◆ **EXERCISE TASK**
Rescale the rows that open with the line containing "of the woman." and close with the line containing "[942,8,1200,243]", both included. Reproduce every line in that span, requests too, and multiply each bounding box coordinate in the answers by 2.25, rounding to whole numbers with halves rounded up. Give only these lines.
— Start of RECORD SET —
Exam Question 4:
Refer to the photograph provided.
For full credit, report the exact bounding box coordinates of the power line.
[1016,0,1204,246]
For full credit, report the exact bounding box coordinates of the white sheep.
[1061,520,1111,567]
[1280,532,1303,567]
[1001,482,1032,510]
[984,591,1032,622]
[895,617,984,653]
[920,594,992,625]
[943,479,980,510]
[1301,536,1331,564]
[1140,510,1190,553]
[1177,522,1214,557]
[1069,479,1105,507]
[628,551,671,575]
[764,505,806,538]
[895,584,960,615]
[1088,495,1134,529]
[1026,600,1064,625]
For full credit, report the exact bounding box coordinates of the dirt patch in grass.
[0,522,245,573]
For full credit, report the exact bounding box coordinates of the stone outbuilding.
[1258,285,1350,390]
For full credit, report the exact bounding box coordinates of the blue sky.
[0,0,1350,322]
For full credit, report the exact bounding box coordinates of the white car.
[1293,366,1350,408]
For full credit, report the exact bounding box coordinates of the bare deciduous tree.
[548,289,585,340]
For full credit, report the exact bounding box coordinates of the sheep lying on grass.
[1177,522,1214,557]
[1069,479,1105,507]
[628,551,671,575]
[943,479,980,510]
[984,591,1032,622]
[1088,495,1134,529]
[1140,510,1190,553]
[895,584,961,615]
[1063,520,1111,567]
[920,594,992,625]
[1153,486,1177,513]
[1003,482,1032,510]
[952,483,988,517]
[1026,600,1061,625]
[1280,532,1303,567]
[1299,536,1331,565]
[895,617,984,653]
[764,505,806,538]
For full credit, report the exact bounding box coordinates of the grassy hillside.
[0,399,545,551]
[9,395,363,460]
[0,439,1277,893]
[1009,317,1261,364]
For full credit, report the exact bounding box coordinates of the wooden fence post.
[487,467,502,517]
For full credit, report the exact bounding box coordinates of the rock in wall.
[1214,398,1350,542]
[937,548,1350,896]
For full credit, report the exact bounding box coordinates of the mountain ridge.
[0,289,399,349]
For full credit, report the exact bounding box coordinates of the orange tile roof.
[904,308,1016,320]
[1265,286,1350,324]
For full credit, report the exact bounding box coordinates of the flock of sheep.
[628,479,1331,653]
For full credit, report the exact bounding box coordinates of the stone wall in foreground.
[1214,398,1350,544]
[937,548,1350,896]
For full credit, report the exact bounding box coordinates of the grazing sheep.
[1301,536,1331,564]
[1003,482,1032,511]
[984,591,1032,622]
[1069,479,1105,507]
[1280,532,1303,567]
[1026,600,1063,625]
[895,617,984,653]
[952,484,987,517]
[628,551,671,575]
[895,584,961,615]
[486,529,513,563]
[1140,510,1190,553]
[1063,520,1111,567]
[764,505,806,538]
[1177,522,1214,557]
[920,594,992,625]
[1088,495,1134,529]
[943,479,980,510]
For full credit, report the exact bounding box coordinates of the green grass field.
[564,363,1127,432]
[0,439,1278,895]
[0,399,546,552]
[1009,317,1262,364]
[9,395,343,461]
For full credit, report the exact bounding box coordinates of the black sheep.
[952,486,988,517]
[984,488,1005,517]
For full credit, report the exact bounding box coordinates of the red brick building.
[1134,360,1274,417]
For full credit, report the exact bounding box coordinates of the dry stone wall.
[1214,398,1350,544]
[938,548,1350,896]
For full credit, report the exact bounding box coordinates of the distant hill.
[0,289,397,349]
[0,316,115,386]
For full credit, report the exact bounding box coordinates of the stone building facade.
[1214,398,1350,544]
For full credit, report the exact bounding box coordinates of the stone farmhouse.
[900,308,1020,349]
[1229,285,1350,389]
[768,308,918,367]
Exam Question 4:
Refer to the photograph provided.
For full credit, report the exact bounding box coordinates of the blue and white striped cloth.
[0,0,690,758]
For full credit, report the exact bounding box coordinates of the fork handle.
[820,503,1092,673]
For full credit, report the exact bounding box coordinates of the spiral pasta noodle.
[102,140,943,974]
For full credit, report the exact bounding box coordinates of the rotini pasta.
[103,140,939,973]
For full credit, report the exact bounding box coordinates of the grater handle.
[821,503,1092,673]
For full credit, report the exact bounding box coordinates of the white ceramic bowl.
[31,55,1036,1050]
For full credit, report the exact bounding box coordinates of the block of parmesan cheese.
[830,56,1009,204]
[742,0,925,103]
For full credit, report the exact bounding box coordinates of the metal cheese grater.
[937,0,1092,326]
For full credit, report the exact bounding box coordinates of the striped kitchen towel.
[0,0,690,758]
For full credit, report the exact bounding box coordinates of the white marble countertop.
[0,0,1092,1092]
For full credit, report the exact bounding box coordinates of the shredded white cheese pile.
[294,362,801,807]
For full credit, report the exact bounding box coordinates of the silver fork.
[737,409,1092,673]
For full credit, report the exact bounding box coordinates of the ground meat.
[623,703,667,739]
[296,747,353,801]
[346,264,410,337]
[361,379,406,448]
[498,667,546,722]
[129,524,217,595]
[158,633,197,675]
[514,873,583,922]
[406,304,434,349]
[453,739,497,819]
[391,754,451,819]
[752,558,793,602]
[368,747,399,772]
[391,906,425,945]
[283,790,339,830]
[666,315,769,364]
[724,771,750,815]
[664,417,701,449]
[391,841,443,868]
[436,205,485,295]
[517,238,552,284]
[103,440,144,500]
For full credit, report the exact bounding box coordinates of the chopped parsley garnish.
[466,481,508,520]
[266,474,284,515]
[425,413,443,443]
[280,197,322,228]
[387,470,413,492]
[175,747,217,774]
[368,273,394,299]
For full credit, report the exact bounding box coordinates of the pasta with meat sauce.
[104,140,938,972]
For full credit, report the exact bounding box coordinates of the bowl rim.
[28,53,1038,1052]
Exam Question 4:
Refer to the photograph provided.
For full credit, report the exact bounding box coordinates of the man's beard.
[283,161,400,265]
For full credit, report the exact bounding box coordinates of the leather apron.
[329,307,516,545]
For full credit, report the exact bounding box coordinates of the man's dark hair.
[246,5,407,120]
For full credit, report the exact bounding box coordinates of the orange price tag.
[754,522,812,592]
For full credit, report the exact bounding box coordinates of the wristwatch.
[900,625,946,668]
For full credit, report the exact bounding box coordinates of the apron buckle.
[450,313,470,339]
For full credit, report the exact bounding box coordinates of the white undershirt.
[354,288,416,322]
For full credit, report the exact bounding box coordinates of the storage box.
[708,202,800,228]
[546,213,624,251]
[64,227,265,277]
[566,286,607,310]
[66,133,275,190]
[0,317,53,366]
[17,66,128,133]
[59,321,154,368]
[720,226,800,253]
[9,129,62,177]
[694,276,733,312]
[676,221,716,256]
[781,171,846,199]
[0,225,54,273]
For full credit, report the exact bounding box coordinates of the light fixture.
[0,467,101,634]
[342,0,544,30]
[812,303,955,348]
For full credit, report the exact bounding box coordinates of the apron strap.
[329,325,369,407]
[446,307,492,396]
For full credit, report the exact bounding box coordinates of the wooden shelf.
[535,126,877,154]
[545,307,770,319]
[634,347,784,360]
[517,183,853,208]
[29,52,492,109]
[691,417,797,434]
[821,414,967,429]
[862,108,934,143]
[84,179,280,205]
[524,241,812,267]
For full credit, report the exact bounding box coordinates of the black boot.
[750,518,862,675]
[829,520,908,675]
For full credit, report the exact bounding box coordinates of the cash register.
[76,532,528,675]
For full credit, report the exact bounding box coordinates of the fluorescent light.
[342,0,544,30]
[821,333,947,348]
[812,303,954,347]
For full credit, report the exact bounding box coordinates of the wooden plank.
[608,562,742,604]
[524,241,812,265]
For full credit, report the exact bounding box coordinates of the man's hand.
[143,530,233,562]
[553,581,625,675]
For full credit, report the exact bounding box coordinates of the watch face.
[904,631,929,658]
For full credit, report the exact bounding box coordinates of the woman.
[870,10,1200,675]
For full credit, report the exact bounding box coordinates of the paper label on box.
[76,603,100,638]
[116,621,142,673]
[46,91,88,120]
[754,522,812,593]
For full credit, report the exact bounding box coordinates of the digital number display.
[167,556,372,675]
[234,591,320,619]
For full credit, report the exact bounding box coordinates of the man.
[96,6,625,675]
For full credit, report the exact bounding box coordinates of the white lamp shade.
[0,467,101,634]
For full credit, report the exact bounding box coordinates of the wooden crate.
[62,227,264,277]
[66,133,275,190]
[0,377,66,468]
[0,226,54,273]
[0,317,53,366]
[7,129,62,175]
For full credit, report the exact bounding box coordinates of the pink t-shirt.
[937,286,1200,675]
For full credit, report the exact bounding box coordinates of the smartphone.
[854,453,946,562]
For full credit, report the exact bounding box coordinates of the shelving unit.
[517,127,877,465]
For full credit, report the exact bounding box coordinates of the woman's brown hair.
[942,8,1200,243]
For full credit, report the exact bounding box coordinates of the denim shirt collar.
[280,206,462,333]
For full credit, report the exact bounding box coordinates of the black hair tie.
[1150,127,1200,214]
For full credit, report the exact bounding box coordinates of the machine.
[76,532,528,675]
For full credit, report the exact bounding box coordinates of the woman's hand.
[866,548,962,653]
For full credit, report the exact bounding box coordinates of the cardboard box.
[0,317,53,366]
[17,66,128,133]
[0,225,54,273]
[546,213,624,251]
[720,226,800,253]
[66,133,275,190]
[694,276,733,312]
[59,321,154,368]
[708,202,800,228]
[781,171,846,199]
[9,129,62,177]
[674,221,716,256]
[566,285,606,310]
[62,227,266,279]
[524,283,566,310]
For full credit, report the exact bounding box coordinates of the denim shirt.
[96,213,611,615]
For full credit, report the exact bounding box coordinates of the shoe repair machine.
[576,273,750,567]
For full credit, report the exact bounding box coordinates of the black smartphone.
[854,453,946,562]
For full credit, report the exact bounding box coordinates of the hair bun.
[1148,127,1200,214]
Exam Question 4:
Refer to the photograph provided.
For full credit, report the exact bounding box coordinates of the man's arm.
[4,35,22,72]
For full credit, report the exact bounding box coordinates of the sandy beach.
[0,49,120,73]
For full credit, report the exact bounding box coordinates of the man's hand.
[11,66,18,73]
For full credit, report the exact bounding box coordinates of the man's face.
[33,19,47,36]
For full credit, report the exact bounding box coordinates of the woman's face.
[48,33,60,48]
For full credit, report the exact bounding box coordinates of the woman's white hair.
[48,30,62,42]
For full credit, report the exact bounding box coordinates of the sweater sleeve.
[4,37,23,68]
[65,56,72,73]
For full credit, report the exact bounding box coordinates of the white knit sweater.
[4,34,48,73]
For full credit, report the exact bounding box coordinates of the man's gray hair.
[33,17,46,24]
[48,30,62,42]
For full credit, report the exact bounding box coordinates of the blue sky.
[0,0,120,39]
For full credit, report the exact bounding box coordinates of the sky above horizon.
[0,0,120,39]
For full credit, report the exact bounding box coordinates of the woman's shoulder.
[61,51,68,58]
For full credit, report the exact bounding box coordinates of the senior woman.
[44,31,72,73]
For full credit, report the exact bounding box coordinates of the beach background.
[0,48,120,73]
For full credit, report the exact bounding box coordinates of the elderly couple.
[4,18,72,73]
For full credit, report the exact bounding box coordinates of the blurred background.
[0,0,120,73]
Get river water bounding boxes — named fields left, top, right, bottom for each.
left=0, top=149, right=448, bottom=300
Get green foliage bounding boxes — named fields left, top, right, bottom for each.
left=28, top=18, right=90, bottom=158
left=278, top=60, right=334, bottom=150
— End of RECORD SET —
◆ **EXPECTED ANSWER**
For full credit, report the exact bounding box coordinates of the woman.
[1958,23,2700,1519]
For full credit, report the exact bounding box coordinates of the paper label on box.
[171,1357,225,1436]
[261,1397,320,1514]
[104,205,198,270]
[1697,1175,1827,1334]
For full credit, report the exact bounding box coordinates of the digital number display.
[376,1251,837,1519]
[527,1330,720,1393]
For full credit, report the exact bounding box coordinates of the man.
[216,14,1406,1519]
For full credit, report the exact bounding box coordinates of the white lamp shade.
[0,1051,227,1427]
For full credit, report the exact bounding box coordinates of the wooden crate.
[140,511,594,623]
[149,299,619,428]
[0,848,149,1053]
[0,509,122,614]
[0,713,119,824]
[16,290,140,394]
For full credit, report the exact bounding box coordinates of the pink t-shirt.
[2108,644,2700,1519]
For full credit, report the exact bounding box coordinates of the smartphone.
[1922,1019,2129,1265]
For full credit, report the exact bounding box coordinates of the shelving unit.
[1163,286,1973,1046]
For full credit, report the exact bounding box coordinates of the woman's brown hair.
[2120,18,2700,547]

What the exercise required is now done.